● Data for processing
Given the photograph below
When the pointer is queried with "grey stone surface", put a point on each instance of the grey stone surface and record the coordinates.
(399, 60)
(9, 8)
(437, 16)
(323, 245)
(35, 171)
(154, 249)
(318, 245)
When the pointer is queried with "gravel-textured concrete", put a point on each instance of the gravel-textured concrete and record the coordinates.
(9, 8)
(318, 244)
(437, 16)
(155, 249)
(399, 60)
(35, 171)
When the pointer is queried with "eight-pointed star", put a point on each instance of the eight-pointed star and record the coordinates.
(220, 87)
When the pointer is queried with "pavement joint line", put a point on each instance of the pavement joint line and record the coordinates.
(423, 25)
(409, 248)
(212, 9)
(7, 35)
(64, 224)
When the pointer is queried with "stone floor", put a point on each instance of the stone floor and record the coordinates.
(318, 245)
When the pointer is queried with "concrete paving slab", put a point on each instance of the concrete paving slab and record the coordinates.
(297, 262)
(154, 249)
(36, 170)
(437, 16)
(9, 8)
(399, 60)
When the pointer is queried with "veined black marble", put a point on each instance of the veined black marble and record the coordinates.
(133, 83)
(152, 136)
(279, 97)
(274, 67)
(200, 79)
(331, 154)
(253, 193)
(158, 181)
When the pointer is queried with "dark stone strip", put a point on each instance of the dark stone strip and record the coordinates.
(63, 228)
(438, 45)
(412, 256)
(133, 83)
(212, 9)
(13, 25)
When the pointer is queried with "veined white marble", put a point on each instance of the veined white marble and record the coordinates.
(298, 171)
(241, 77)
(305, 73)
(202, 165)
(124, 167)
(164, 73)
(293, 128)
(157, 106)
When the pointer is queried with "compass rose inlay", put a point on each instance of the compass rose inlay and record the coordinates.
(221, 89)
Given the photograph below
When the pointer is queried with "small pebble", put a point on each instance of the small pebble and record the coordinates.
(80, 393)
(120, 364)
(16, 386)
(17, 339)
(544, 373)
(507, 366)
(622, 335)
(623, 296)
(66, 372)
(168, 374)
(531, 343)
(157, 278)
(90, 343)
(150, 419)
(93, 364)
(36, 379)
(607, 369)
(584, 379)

---

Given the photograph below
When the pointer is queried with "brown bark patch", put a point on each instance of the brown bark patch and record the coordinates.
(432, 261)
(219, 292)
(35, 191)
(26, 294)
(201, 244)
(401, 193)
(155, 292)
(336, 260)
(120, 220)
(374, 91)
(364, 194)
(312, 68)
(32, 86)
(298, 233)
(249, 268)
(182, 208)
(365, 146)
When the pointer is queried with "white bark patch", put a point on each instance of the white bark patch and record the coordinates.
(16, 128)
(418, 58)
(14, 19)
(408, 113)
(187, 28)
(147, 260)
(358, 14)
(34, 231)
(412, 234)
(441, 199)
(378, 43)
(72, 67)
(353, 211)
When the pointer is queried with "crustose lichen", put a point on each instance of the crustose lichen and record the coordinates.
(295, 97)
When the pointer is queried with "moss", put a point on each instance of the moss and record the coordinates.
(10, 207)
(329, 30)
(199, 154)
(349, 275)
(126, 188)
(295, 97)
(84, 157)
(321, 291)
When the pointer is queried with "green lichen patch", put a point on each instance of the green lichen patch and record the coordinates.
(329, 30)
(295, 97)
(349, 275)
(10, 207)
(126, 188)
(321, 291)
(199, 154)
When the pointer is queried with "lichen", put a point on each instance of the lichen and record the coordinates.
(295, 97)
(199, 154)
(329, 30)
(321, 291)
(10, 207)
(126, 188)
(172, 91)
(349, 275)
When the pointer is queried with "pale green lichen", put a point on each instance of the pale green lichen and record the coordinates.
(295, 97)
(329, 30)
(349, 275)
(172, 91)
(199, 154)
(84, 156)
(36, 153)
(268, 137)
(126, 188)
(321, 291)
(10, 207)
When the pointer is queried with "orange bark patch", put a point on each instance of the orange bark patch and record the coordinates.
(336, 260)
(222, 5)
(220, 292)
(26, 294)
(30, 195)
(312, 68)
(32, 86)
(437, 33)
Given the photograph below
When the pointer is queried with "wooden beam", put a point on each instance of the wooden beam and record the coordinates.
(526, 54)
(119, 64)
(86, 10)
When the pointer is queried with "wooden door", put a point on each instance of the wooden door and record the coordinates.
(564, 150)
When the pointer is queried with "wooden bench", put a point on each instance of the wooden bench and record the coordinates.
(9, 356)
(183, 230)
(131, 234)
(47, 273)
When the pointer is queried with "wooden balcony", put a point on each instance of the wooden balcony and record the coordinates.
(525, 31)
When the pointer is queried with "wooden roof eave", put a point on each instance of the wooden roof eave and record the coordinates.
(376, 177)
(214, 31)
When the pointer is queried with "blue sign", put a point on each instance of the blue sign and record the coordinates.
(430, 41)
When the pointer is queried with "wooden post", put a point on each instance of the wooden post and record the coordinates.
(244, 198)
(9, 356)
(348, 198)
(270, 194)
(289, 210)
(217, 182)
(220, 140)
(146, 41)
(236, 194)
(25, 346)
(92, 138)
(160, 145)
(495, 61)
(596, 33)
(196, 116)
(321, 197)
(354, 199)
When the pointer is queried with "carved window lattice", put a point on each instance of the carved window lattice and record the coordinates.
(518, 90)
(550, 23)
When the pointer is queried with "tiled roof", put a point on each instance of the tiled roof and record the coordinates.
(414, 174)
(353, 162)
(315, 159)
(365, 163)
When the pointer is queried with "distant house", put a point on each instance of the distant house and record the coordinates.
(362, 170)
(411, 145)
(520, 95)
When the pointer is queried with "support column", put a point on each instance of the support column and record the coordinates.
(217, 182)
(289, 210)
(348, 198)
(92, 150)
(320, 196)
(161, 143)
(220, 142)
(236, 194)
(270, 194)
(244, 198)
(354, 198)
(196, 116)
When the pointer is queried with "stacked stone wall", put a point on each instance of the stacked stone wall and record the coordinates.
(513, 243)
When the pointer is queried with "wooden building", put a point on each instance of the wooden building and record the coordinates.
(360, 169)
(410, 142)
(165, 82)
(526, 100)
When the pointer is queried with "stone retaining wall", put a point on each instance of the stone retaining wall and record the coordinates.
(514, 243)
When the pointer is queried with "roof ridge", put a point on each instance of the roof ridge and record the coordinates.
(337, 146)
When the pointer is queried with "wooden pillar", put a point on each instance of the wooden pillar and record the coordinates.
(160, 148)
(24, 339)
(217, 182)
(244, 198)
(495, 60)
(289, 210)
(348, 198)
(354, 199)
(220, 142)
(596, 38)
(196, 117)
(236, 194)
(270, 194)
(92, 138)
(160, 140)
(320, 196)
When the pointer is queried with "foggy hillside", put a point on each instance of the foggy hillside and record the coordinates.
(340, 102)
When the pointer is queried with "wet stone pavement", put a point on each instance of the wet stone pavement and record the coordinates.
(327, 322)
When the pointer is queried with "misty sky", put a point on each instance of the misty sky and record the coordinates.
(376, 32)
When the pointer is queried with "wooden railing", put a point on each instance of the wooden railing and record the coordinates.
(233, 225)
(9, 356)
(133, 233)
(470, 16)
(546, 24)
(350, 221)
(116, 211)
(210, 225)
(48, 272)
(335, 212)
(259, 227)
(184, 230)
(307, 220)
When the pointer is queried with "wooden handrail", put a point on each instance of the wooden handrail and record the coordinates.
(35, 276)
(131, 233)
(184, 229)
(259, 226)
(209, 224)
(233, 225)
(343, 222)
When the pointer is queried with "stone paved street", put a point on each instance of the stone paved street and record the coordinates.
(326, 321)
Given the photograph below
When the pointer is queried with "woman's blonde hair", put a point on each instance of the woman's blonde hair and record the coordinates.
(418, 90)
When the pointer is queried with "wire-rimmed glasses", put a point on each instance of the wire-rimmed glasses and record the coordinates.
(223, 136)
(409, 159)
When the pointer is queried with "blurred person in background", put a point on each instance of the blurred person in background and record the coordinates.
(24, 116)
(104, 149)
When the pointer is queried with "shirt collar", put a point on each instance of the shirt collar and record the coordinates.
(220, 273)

---

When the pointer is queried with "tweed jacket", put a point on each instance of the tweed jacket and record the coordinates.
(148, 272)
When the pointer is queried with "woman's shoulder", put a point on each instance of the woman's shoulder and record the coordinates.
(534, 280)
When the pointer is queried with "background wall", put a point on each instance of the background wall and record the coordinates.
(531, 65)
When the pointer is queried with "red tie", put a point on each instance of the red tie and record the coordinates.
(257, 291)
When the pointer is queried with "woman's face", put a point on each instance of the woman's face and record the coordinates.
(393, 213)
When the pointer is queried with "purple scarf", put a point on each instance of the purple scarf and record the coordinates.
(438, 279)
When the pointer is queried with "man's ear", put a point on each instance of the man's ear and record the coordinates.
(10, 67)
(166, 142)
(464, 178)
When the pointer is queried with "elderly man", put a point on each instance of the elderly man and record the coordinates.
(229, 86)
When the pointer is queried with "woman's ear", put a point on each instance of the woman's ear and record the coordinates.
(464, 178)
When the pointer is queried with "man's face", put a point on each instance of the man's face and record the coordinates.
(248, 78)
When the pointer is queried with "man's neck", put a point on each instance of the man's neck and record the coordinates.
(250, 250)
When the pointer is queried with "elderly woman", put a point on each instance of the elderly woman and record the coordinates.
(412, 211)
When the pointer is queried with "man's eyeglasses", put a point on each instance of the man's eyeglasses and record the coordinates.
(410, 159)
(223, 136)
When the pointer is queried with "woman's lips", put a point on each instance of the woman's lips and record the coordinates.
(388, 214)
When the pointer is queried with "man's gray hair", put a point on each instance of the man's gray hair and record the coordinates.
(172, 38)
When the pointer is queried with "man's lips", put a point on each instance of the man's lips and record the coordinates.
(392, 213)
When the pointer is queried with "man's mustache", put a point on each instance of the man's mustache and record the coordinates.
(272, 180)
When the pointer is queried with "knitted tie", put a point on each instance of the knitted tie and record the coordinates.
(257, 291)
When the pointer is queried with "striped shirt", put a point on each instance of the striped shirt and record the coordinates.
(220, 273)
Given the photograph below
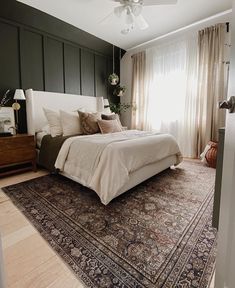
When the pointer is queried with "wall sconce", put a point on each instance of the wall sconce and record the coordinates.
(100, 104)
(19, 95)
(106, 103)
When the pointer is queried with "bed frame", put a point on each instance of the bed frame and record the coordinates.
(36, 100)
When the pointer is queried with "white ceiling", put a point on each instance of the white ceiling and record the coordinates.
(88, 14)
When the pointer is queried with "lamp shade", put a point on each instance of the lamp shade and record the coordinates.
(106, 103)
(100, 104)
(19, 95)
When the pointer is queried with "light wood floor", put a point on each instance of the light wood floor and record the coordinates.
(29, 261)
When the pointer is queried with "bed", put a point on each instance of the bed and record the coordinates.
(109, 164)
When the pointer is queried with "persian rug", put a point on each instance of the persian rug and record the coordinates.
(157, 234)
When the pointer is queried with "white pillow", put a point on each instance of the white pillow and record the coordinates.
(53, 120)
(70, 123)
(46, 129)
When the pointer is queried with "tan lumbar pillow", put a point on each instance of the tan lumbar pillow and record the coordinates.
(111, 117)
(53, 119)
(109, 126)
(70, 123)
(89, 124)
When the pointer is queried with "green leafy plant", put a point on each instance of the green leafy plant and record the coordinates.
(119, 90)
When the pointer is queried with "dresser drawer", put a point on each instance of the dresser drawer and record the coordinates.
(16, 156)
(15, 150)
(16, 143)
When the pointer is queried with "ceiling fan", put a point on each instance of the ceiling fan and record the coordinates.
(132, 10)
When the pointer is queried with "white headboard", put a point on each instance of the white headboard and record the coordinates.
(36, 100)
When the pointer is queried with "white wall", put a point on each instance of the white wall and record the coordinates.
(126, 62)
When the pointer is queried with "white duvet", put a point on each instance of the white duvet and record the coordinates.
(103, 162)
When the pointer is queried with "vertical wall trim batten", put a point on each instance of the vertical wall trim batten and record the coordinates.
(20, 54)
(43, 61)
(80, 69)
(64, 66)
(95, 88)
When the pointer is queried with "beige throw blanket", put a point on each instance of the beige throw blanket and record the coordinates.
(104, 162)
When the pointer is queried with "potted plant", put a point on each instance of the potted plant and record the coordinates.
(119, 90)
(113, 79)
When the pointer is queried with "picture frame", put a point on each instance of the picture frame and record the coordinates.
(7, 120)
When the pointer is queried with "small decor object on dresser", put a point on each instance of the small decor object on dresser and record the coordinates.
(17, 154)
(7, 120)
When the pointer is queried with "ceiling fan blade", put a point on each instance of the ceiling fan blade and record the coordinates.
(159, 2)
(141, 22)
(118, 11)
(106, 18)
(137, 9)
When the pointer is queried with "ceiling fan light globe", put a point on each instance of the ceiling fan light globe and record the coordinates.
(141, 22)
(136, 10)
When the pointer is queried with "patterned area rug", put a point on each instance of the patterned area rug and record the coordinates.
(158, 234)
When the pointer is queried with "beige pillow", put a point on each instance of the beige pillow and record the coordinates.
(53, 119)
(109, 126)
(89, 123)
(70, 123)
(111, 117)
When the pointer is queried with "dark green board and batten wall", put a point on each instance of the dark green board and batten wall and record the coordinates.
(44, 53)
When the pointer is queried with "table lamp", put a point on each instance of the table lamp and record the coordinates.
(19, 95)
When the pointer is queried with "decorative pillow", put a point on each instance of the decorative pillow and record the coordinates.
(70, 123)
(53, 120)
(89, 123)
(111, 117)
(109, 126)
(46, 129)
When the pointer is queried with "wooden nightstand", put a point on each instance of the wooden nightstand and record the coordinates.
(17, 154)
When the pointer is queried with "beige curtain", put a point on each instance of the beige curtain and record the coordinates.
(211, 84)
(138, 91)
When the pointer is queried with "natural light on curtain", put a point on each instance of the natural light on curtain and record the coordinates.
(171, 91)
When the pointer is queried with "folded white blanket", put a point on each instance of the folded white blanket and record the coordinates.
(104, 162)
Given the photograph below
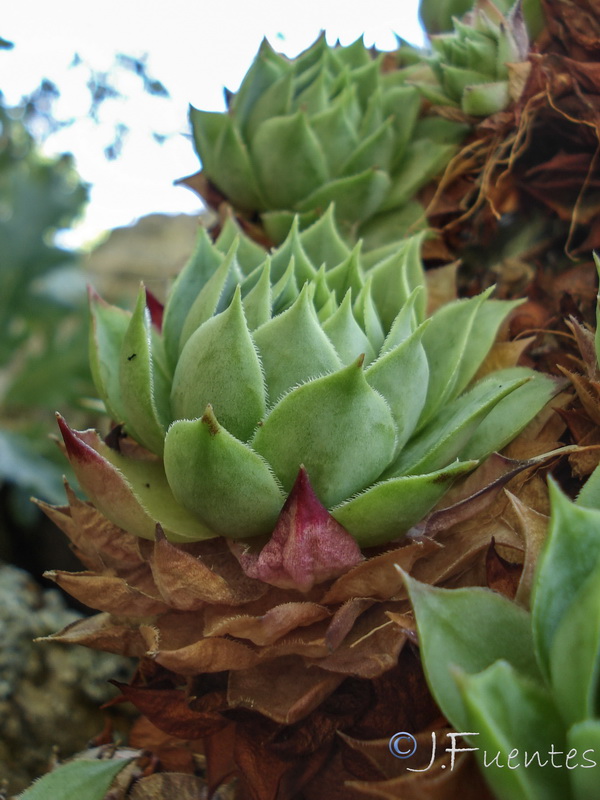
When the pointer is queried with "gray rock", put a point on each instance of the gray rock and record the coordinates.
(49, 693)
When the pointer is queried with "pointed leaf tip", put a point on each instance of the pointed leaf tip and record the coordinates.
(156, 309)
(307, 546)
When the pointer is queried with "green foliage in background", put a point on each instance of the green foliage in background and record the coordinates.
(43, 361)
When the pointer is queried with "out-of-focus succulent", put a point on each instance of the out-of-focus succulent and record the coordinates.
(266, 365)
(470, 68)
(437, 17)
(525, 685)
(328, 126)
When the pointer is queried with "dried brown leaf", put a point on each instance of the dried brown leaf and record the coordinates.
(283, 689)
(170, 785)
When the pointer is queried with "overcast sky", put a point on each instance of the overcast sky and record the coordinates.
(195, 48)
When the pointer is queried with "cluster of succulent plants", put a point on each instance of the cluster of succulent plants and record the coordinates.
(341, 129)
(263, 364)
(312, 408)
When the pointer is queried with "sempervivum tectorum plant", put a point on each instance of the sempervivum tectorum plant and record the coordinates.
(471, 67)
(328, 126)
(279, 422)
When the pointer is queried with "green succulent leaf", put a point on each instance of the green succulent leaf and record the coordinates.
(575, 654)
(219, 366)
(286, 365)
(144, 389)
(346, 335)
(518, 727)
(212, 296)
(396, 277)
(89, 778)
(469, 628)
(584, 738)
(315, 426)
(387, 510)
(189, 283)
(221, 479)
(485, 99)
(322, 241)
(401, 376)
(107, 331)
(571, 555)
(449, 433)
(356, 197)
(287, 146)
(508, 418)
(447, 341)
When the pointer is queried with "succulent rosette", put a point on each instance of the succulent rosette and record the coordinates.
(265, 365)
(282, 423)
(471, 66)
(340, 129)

● Task to complete
Show every line of the records above that contains the string "dresser", matching its case exactly.

● Answer to this problem
When the pointer is queried with "dresser drawer", put a point on each instance of the dresser drawer and record the coordinates.
When the pointer is queried with "small decor object on dresser", put a point on each instance of the small decor object on dresser and record the coordinates.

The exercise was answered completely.